▶ Segmentation dataset records:
● ● ● ● ● ● ●

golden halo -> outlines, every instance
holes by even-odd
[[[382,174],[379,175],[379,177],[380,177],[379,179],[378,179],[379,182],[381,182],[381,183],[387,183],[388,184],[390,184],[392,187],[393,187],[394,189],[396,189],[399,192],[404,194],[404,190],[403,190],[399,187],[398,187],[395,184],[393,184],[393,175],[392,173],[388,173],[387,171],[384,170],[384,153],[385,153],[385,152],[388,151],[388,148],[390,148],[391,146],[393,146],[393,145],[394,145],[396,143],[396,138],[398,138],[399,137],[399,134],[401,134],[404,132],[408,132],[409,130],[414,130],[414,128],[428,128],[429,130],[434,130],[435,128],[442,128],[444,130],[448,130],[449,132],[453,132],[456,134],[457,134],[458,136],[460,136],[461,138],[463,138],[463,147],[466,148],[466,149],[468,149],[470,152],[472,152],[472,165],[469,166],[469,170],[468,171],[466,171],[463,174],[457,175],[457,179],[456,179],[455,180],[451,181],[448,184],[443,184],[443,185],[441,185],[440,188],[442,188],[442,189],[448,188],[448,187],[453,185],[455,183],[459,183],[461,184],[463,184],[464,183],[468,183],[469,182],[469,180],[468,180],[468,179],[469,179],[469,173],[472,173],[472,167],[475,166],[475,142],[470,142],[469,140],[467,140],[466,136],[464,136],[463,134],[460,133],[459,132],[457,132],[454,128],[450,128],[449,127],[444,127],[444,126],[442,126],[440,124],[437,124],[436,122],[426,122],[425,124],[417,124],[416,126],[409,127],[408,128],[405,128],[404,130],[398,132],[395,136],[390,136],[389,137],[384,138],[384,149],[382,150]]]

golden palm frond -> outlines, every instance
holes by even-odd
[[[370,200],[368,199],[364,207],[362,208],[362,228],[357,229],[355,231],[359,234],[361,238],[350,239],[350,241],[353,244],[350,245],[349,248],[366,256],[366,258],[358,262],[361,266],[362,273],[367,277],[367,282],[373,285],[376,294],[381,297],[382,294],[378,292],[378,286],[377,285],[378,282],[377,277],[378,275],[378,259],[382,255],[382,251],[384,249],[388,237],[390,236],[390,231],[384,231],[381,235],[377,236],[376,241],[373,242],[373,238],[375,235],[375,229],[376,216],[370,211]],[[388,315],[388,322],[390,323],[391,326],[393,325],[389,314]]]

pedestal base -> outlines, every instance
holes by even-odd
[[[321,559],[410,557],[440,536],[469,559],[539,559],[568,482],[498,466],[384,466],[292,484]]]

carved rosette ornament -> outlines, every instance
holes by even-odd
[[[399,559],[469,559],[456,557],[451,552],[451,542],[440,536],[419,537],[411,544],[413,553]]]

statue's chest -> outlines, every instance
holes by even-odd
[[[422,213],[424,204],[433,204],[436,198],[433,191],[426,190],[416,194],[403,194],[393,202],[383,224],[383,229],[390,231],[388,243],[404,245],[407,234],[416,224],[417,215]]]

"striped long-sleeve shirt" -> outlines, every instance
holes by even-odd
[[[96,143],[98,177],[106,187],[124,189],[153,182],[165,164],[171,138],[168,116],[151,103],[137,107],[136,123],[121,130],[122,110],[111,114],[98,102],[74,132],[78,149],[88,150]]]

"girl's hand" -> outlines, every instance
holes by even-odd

● ● ● ● ● ● ●

▶ EXERCISE INSTRUCTIONS: Reproduce all of the entries above line for line, without changing a single character.

▶ RESULT OF THIS EXERCISE:
golden halo -> outlines, every instance
holes by even-odd
[[[382,174],[379,175],[379,177],[380,177],[379,179],[378,179],[379,182],[381,182],[381,183],[387,183],[388,184],[390,184],[392,187],[393,187],[394,189],[396,189],[399,192],[404,194],[404,190],[403,190],[399,187],[398,187],[395,184],[393,184],[393,175],[392,173],[388,173],[387,171],[384,170],[384,153],[385,153],[385,152],[388,151],[388,148],[390,148],[391,146],[393,146],[393,145],[394,145],[396,143],[396,138],[398,138],[399,137],[399,134],[401,134],[404,132],[408,132],[409,130],[414,130],[414,128],[428,128],[429,130],[434,130],[435,128],[442,128],[444,130],[448,130],[449,132],[453,132],[456,134],[457,134],[458,136],[460,136],[461,138],[463,138],[463,147],[466,148],[466,149],[468,149],[470,152],[472,152],[472,165],[469,166],[469,170],[468,171],[466,171],[463,174],[457,175],[457,179],[456,179],[455,180],[451,181],[448,184],[443,184],[443,185],[441,185],[440,188],[442,188],[442,189],[448,188],[448,187],[453,185],[455,183],[459,183],[461,184],[463,184],[464,183],[468,183],[469,182],[469,180],[468,180],[468,179],[469,179],[469,173],[472,173],[472,167],[475,166],[475,142],[470,142],[469,140],[467,140],[466,136],[464,136],[463,134],[460,133],[459,132],[457,132],[454,128],[450,128],[449,127],[444,127],[444,126],[442,126],[440,124],[437,124],[436,122],[426,122],[425,124],[417,124],[416,126],[409,127],[408,128],[405,128],[404,130],[398,132],[395,136],[390,136],[389,137],[384,138],[384,149],[382,150]]]

golden palm frond -> outlines, every instance
holes by even-odd
[[[370,200],[368,199],[364,207],[362,208],[362,228],[357,229],[355,231],[359,234],[361,238],[350,239],[350,241],[353,244],[350,245],[349,248],[366,256],[366,258],[358,262],[361,266],[362,273],[367,277],[367,282],[373,285],[376,294],[381,297],[382,294],[378,292],[378,286],[377,285],[378,282],[377,277],[378,275],[378,259],[382,255],[382,251],[384,249],[388,237],[390,236],[390,231],[384,231],[381,235],[377,236],[376,241],[373,242],[373,238],[375,235],[375,229],[376,216],[370,211]],[[388,315],[388,322],[390,323],[391,326],[393,325],[389,314]]]

pedestal base -> outlines, every instance
holes by even-odd
[[[321,559],[410,557],[440,536],[469,559],[539,559],[568,482],[498,466],[384,466],[292,484]]]

carved rosette ornament -> outlines, every instance
holes by even-odd
[[[399,559],[469,559],[456,557],[451,552],[451,542],[440,536],[419,537],[411,544],[413,553]]]

statue's chest -> outlines, every instance
holes by even-odd
[[[422,213],[424,204],[433,204],[436,198],[433,191],[426,190],[416,194],[403,194],[393,202],[383,224],[383,229],[390,231],[388,243],[404,245],[407,234],[416,224],[417,215]]]

"striped long-sleeve shirt" -> outlines, every instance
holes by even-odd
[[[96,143],[98,177],[106,187],[124,189],[153,182],[165,164],[171,138],[168,116],[151,103],[137,107],[136,123],[121,130],[122,110],[111,114],[98,102],[74,132],[78,149],[88,150]]]

"girl's hand" -> outlines, every instance
holes by even-odd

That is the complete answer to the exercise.